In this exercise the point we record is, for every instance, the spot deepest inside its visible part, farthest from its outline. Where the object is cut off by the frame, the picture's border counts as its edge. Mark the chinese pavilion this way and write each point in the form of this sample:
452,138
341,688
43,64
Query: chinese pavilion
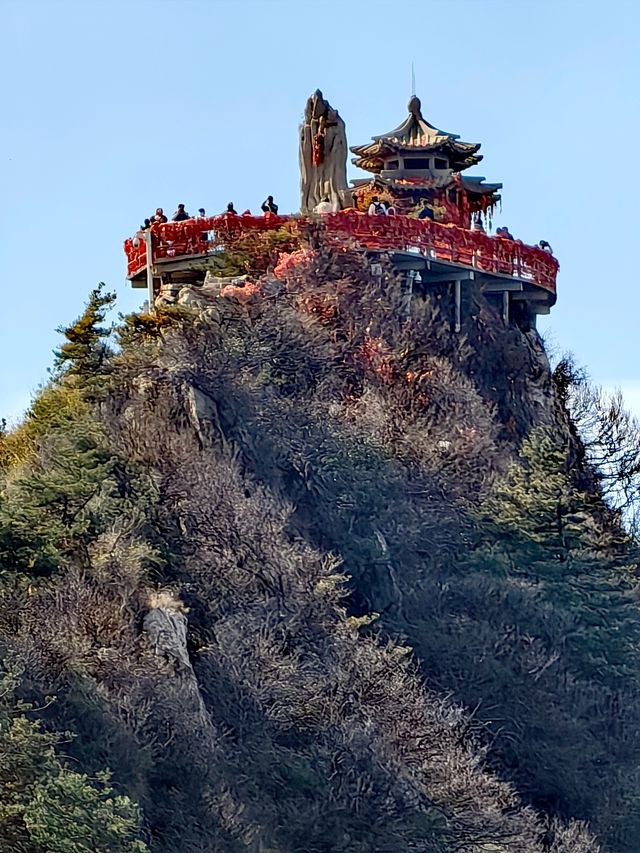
416,164
433,241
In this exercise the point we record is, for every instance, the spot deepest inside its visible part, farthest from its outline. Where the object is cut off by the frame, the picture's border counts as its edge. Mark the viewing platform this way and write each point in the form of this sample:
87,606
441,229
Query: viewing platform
438,252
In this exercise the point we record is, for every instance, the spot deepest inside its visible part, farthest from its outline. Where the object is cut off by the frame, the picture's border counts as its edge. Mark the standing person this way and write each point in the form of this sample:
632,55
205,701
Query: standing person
478,224
425,211
269,206
180,215
324,206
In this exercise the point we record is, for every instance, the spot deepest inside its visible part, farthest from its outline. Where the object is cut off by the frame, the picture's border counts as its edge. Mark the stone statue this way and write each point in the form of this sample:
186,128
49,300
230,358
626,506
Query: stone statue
323,155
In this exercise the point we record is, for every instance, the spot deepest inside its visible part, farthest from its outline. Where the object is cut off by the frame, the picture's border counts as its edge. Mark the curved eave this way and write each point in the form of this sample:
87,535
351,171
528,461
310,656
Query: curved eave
461,155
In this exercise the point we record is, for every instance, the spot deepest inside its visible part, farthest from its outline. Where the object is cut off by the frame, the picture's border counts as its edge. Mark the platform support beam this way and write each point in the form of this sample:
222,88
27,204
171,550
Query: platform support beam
150,295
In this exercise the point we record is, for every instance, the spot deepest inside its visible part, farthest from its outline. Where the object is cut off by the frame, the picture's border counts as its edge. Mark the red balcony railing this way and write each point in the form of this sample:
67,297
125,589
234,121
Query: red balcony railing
433,239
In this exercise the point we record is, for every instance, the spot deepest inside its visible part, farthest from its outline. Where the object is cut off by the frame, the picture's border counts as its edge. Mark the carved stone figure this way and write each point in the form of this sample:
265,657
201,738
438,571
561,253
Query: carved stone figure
323,155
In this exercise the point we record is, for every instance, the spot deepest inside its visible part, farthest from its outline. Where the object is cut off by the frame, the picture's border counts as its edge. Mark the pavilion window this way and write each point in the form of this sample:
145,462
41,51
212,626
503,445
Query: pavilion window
417,163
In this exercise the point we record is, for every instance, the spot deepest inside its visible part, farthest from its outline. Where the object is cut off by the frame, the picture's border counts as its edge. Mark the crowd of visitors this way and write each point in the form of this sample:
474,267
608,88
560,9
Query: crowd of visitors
268,206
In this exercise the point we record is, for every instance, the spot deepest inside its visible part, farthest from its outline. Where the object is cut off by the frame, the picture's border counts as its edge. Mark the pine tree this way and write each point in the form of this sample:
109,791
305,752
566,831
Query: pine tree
86,350
547,539
44,806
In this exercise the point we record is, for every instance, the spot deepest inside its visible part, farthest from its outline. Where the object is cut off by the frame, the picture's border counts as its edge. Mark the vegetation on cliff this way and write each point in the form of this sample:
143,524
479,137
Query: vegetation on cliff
297,569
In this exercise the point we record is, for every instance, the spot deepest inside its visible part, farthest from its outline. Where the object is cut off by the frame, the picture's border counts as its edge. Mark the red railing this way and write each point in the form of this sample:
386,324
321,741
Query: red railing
433,239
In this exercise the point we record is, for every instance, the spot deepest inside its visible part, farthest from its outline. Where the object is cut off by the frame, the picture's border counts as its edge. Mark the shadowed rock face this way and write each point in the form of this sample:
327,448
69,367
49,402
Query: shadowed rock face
323,155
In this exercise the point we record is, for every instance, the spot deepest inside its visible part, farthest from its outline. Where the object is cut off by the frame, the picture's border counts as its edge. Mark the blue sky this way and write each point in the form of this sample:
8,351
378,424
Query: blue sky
113,108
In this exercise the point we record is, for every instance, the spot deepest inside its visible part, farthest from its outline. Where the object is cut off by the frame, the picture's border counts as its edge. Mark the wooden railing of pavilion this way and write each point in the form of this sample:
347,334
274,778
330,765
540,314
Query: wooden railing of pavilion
435,240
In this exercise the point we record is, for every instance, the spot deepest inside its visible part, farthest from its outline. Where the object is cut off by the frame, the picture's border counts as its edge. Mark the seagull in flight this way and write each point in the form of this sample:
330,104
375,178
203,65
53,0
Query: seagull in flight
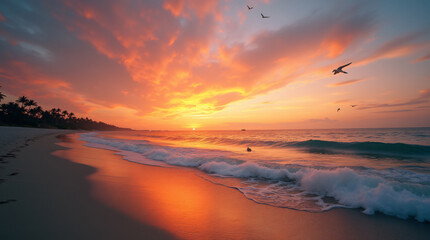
339,69
264,16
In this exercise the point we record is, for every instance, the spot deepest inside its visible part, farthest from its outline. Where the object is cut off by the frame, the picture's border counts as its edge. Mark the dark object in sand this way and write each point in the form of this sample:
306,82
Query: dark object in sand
8,201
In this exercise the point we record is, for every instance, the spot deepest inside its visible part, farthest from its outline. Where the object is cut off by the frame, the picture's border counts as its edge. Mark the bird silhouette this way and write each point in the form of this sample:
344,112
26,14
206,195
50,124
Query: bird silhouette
339,69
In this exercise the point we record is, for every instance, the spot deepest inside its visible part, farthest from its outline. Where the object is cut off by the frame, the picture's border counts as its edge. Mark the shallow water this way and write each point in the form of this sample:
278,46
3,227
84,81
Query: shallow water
378,170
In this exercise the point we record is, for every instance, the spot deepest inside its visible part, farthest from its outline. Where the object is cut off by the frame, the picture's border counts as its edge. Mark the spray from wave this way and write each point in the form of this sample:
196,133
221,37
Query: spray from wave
395,192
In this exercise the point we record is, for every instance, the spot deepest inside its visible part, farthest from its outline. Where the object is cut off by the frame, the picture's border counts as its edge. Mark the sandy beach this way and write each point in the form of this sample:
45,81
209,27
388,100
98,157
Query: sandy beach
64,190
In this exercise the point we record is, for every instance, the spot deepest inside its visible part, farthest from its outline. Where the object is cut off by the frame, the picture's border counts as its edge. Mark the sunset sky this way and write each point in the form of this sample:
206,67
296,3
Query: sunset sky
183,64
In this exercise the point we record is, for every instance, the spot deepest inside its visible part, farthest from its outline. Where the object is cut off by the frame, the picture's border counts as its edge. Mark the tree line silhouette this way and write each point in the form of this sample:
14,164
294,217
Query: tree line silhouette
27,113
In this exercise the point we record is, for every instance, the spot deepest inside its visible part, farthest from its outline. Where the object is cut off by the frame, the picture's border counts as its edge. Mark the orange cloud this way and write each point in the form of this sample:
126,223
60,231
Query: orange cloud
397,47
343,83
423,58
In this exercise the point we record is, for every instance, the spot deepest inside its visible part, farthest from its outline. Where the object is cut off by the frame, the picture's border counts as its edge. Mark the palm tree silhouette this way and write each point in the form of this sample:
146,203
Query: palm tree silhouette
23,100
30,103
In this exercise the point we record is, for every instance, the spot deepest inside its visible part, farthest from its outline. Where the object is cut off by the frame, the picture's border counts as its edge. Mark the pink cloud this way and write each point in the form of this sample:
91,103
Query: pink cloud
348,82
424,97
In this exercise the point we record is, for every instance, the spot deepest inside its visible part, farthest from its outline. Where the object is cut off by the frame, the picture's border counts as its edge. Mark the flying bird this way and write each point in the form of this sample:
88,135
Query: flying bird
339,69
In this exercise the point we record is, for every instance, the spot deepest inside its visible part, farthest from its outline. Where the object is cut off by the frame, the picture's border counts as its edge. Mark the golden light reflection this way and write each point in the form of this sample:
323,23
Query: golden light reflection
189,207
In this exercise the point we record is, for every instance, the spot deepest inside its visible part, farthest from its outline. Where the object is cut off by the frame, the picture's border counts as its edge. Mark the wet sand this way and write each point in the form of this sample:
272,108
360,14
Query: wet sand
95,194
51,200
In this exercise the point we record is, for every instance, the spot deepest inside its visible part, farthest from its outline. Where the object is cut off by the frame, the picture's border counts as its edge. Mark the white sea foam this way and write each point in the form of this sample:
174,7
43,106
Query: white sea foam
394,192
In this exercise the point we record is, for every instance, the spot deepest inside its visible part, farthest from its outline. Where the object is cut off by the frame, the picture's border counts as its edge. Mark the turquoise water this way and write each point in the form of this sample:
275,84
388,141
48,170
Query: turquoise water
376,170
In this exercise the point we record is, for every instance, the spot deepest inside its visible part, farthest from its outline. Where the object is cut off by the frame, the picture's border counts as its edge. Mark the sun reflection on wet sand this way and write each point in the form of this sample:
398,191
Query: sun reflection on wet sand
181,202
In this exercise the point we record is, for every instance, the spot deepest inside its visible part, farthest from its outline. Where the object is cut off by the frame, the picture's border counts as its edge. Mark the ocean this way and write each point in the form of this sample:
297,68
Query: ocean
374,170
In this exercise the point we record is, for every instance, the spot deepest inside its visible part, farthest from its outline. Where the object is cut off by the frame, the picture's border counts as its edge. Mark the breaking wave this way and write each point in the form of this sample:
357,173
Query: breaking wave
396,192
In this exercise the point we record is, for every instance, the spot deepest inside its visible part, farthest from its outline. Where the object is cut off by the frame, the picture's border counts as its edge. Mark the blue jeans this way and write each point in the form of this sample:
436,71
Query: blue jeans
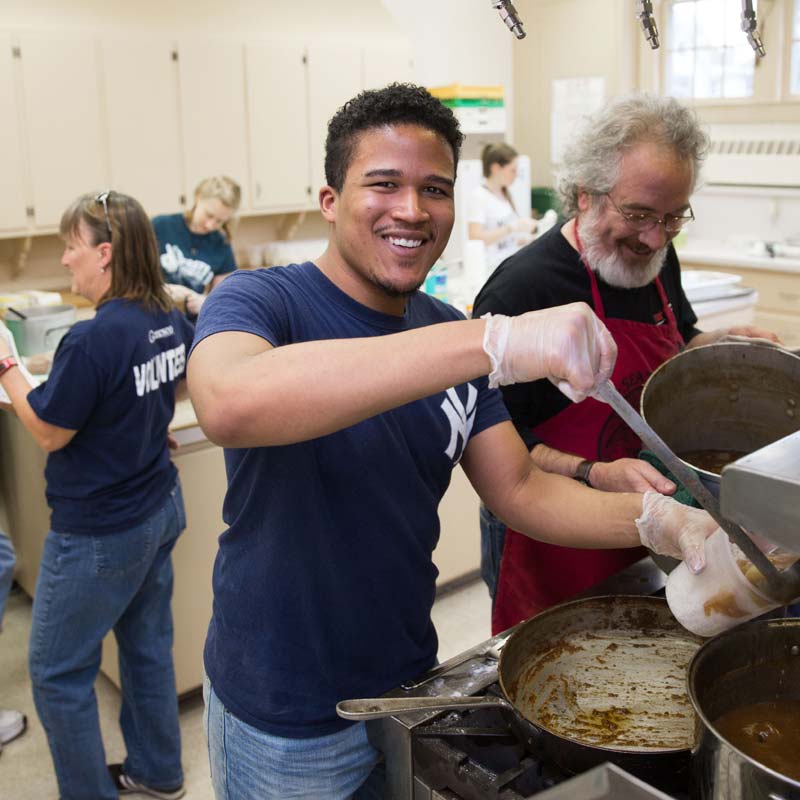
249,764
7,562
87,586
493,536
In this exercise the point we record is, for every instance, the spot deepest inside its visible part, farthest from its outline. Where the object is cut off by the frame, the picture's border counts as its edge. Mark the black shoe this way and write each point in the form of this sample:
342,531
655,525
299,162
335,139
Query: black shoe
127,785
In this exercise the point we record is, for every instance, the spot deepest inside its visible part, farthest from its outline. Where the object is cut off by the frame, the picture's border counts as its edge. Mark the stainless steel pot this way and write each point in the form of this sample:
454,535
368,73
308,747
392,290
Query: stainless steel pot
752,663
42,328
593,680
729,396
----
> What is being asked: The lines from the one holding "the blue jeans" through the end of the material above are to be echoed exactly, both ends included. Do not include pictures.

> Problem solution:
In this exercise the point we record is, for every instance, the spot deepest inside its visible part, farthest from its outline. Where the object is cut off by the frame, the picture's border counts as its edge. Mark the blue jeans this way and write each point in the form of this sample:
436,71
Query: blue jeans
249,764
7,562
87,586
493,536
In this exercise the point we record is, for every instance, the spot deepest inside its visible part, farthest from its outline. Where the object is cut off by the frame, the picture's border counts as its edge. Mark the black shoe this way and write each point in the form of this sample:
342,531
655,525
299,162
335,139
Query: black shoe
127,785
In this exercise the point we record is, for every instance, the spot deepest inside its visible part, farthest from its outline. Where the object is cut off by the frame, the picture's border counts as its edge. Mark the stainless steel pot this way and write each point in the form of this sample:
454,535
368,73
308,747
392,290
Query: stainless steel pot
752,663
42,328
593,680
729,396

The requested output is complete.